WHAT NEEDS TO BE DONE: Copy every line from the records below that holds the word "girl".

************

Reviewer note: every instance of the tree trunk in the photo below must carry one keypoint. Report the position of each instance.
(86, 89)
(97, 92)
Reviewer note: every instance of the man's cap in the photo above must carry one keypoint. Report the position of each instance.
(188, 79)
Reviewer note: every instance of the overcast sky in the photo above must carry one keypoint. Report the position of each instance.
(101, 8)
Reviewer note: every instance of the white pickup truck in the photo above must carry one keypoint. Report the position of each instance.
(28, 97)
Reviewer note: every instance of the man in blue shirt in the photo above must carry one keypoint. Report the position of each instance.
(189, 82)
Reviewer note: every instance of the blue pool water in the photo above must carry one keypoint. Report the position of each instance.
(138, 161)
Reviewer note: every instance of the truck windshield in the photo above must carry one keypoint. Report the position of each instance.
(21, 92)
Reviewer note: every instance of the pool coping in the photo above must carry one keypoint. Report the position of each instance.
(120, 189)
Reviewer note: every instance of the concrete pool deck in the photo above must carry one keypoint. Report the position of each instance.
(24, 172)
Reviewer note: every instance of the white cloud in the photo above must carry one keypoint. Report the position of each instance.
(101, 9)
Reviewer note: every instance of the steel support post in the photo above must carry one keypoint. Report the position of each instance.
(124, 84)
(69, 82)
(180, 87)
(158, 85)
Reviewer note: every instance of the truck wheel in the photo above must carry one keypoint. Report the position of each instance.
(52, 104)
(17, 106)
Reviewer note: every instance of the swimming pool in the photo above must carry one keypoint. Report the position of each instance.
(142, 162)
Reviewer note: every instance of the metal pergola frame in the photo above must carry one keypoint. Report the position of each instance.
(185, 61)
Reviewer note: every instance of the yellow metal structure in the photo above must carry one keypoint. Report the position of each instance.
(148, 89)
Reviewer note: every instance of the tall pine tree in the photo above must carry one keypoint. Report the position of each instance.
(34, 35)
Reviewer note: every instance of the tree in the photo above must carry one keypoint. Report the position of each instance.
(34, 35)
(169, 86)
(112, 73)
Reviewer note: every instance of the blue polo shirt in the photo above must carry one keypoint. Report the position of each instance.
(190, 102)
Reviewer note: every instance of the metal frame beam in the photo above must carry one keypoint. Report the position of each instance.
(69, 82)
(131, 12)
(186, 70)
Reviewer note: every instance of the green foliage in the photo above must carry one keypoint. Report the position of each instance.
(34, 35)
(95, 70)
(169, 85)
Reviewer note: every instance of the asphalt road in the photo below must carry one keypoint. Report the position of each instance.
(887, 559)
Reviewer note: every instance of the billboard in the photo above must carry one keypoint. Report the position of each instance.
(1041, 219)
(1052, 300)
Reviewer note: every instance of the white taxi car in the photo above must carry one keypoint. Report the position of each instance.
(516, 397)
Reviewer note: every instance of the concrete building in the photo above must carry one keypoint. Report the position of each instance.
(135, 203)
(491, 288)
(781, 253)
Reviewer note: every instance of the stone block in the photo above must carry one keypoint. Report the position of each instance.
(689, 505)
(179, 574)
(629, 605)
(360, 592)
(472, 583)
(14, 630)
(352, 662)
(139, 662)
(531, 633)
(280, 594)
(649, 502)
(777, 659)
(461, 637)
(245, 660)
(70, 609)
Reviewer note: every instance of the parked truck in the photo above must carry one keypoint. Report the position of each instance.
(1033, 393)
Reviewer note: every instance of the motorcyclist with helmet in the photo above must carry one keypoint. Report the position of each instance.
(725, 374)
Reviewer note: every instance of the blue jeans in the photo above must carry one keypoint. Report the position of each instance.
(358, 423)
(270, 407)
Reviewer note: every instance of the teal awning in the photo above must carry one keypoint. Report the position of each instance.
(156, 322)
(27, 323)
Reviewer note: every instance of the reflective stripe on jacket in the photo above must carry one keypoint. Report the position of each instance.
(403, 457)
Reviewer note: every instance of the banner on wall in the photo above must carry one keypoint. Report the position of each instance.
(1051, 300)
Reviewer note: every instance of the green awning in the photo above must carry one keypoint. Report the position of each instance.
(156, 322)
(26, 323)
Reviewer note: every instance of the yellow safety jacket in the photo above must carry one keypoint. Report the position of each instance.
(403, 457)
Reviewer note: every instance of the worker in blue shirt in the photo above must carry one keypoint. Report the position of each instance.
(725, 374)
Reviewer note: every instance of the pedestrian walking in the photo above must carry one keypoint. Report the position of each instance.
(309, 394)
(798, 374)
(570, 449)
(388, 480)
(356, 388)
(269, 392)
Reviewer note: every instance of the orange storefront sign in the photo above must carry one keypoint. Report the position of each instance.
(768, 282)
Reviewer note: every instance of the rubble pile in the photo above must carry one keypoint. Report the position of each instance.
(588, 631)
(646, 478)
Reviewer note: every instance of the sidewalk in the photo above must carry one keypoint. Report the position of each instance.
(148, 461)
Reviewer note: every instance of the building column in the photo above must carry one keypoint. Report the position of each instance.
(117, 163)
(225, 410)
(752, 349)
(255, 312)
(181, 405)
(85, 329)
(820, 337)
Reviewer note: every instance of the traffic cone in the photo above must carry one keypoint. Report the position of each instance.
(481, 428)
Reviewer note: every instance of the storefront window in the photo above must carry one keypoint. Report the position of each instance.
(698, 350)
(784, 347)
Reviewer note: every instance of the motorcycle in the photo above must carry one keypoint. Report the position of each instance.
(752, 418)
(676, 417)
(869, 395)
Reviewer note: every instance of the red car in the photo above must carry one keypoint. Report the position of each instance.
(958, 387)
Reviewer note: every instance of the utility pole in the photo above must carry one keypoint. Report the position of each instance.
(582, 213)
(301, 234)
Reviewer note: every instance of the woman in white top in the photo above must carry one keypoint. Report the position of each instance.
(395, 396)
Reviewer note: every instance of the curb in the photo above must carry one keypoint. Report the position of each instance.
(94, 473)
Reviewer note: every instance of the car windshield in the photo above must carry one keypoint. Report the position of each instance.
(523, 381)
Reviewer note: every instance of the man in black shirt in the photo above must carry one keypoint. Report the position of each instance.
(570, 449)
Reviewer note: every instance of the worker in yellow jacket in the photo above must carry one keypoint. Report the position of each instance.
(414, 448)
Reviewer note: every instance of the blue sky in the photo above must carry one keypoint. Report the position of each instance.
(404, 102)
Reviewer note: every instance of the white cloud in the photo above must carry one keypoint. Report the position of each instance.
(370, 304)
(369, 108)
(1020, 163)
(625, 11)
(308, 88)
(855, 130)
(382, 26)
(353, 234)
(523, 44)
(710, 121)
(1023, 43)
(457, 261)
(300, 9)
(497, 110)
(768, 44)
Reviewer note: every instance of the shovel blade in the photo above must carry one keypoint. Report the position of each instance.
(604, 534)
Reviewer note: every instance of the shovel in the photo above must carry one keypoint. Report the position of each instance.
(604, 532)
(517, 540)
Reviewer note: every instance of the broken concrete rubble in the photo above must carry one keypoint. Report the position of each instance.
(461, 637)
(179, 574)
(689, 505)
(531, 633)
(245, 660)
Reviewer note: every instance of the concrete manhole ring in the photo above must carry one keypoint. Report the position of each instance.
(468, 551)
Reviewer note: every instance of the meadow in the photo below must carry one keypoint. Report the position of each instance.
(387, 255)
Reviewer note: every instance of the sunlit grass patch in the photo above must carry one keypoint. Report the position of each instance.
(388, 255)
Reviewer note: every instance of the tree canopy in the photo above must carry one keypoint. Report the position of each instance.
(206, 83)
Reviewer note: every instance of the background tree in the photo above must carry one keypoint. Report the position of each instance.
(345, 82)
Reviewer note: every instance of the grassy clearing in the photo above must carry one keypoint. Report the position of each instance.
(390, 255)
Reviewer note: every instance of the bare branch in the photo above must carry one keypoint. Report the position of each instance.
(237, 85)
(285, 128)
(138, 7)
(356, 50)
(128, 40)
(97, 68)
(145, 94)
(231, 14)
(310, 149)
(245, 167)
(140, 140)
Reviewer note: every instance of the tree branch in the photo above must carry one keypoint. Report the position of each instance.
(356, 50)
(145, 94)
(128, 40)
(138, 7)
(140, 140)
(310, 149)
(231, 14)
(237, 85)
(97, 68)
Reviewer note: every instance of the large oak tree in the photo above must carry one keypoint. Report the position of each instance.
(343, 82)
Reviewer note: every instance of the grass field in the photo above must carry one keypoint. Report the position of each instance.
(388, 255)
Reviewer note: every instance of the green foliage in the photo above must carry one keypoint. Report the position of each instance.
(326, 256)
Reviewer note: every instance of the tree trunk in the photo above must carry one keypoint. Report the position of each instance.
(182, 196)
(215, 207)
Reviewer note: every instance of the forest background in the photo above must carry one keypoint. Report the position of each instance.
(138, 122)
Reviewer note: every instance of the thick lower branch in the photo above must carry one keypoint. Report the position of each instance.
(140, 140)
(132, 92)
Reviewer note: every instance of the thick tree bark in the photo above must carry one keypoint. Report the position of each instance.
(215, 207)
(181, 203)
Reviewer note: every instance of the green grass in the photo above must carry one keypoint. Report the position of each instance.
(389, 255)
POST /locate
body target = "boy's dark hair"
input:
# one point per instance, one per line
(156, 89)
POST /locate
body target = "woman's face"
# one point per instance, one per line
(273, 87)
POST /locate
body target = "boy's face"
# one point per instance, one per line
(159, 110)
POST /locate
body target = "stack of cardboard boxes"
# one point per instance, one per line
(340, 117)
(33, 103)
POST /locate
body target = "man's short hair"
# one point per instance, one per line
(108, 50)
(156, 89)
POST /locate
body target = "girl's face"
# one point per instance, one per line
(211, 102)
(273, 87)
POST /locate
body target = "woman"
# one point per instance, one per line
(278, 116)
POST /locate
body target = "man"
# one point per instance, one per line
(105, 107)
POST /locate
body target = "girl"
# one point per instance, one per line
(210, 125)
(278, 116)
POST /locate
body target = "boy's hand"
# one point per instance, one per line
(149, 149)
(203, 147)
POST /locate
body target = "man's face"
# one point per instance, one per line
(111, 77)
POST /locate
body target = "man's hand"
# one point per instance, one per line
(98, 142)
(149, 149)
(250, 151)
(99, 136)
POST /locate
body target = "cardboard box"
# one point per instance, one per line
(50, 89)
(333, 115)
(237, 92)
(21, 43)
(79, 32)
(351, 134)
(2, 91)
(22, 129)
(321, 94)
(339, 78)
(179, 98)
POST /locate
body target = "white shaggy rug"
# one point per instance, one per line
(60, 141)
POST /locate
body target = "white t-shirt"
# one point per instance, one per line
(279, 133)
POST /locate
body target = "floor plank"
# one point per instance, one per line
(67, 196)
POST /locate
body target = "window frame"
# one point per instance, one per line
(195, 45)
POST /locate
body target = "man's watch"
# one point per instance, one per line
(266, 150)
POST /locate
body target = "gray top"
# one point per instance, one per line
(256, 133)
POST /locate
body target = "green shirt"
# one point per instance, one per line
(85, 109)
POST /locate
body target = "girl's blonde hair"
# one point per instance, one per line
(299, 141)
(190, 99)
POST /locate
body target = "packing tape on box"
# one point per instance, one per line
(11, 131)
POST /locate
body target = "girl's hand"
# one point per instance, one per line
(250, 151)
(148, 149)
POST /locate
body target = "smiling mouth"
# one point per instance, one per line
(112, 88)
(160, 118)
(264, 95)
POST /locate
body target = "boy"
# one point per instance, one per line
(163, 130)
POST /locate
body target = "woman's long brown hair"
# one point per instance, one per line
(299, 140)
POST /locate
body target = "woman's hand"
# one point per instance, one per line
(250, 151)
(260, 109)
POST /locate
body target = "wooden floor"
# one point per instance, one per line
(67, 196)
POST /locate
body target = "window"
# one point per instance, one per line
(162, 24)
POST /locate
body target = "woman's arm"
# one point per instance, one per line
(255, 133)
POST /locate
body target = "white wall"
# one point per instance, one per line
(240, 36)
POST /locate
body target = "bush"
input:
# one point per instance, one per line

************

SOLUTION TO THE EXERCISE:
body target = "girl's face"
body target = "girl"
body target = "girl's blonde hair"
body target = "girl's hand"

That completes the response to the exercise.